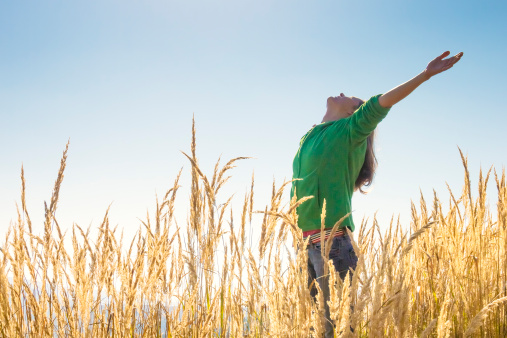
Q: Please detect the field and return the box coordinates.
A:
[0,122,507,337]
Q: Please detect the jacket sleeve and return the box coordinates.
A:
[347,94,390,142]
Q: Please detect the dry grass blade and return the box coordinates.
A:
[465,296,507,337]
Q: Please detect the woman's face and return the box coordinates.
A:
[327,93,363,118]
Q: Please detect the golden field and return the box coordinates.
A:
[0,123,507,337]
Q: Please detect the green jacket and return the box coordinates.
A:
[291,94,389,231]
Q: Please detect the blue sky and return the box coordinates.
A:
[0,0,507,243]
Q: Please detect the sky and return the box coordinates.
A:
[0,0,507,246]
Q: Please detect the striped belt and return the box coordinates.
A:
[303,229,347,244]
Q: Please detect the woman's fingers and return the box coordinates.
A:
[437,51,451,60]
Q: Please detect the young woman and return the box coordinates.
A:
[291,51,463,337]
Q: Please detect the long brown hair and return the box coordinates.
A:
[354,101,377,194]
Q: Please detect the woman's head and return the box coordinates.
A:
[322,93,364,122]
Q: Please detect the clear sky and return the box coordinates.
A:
[0,0,507,243]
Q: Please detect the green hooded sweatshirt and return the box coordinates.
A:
[291,94,389,231]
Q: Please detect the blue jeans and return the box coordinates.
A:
[307,235,357,338]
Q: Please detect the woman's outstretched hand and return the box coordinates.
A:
[378,52,463,108]
[424,51,463,79]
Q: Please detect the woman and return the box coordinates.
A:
[291,51,463,337]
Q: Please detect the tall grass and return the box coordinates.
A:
[0,120,507,337]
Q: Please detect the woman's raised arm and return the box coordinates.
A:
[378,51,463,108]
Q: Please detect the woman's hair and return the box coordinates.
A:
[354,100,377,194]
[355,130,377,194]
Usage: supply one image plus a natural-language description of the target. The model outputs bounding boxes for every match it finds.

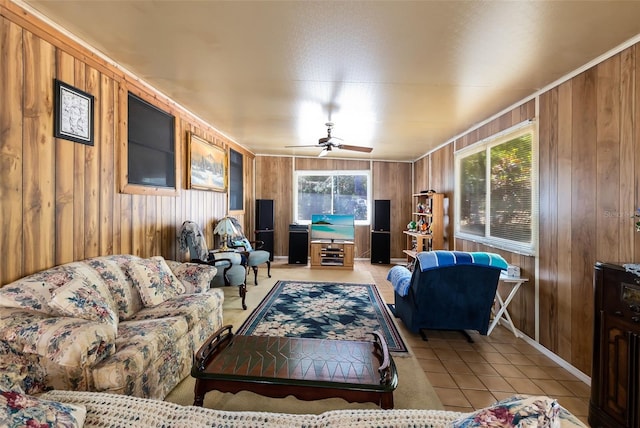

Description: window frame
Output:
[293,169,373,226]
[454,120,539,256]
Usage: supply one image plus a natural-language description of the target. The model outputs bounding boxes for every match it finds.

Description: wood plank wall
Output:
[422,45,640,375]
[0,5,254,284]
[256,156,412,258]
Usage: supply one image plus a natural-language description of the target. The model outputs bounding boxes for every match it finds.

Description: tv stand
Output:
[311,241,354,269]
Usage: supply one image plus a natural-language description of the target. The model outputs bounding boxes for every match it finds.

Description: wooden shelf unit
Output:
[311,241,354,269]
[403,193,444,261]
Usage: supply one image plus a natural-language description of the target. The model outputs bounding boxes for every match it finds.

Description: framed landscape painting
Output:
[187,132,227,192]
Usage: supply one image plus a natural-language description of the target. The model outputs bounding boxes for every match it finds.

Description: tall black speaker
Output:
[255,230,273,261]
[289,224,309,265]
[371,231,391,265]
[373,199,391,232]
[255,199,274,231]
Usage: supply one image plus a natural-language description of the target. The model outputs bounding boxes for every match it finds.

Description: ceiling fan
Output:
[285,122,373,157]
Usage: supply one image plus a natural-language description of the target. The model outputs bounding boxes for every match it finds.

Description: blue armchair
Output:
[179,221,252,309]
[227,217,271,285]
[387,250,507,342]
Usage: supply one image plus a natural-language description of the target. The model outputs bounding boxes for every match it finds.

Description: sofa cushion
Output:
[131,289,224,330]
[0,279,52,314]
[0,308,116,367]
[0,340,47,394]
[84,254,144,320]
[124,256,185,306]
[453,395,560,428]
[0,390,87,428]
[0,262,116,315]
[49,278,118,331]
[92,317,193,391]
[170,263,218,294]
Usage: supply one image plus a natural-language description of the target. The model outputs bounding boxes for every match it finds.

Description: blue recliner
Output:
[387,250,507,341]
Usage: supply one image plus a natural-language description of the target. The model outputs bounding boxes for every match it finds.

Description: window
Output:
[294,171,371,225]
[455,122,537,254]
[127,93,176,188]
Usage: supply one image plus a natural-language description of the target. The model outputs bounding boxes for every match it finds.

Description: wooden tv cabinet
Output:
[311,241,353,269]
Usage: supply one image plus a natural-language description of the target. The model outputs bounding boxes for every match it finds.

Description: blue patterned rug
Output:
[236,281,407,352]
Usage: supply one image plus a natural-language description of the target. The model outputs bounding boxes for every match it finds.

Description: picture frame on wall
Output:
[53,79,94,146]
[187,132,227,192]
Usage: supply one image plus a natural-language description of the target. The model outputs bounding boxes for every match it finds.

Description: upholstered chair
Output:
[222,217,271,285]
[179,221,252,309]
[387,250,507,342]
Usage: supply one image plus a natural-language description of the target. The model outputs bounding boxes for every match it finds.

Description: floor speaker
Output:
[371,232,391,265]
[256,230,273,261]
[255,199,274,230]
[289,225,309,265]
[373,199,391,232]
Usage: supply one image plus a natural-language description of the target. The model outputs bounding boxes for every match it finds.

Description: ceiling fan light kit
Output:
[285,122,373,158]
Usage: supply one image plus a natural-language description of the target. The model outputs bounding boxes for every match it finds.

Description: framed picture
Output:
[187,132,227,192]
[53,79,93,146]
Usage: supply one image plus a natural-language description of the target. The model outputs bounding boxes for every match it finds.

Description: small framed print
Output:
[53,79,94,146]
[187,132,227,192]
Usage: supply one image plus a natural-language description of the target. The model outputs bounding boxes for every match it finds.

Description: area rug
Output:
[236,281,407,353]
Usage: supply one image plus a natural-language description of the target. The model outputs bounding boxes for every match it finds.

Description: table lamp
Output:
[213,217,238,251]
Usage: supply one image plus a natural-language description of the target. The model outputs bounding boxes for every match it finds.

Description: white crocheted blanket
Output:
[40,391,462,428]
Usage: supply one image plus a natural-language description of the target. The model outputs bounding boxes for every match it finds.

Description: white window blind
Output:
[455,124,537,254]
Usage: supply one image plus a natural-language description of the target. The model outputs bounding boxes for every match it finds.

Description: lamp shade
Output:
[213,217,238,250]
[213,217,238,236]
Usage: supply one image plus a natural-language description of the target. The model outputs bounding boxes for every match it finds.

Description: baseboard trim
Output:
[516,329,591,386]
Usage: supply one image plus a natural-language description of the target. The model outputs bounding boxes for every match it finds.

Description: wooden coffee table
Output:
[191,325,398,409]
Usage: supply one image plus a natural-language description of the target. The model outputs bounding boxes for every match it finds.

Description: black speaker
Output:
[289,224,309,265]
[373,199,391,232]
[256,199,274,230]
[255,230,273,261]
[371,232,391,265]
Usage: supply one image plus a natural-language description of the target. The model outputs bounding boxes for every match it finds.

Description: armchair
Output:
[179,221,252,309]
[387,250,507,342]
[227,217,271,285]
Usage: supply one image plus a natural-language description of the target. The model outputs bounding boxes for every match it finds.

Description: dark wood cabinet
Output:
[589,263,640,428]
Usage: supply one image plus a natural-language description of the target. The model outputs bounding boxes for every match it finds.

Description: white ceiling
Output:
[16,0,640,160]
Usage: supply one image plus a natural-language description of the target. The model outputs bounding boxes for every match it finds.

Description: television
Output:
[311,214,356,242]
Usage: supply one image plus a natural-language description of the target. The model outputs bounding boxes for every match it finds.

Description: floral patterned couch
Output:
[0,255,224,399]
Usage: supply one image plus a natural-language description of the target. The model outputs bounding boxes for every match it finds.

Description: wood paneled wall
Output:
[0,5,254,284]
[414,45,640,375]
[256,156,412,258]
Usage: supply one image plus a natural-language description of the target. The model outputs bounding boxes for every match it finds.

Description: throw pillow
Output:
[124,256,186,306]
[49,278,118,331]
[233,238,253,251]
[453,395,561,428]
[0,390,87,428]
[172,263,218,294]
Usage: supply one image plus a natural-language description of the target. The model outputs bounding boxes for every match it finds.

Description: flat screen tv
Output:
[311,214,356,242]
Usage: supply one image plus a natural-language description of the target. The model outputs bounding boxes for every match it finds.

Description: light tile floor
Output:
[355,260,591,423]
[272,258,590,423]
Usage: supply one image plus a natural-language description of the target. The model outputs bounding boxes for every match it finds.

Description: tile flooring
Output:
[273,259,590,423]
[355,260,590,423]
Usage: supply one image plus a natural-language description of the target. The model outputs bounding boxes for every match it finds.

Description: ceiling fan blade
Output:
[284,144,321,149]
[318,137,343,144]
[338,144,373,153]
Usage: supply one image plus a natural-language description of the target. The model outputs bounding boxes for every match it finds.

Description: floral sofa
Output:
[0,255,224,399]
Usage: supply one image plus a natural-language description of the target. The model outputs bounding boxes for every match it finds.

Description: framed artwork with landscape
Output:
[187,132,227,192]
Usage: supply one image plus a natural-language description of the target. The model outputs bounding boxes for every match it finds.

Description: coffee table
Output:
[191,325,398,409]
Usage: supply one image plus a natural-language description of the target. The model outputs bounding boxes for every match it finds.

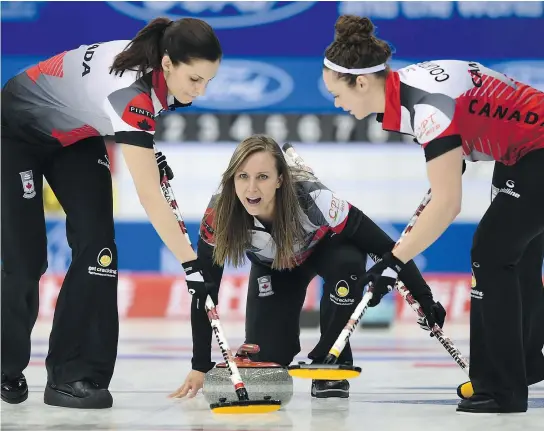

Your task: Which lines in the records above contain the word "field"? Collect every such line and copy each one out in full.

Answer to this exercise:
Q: Please detect the field and return the box coordinates.
Q: Please detect the golden field and return the box coordinates.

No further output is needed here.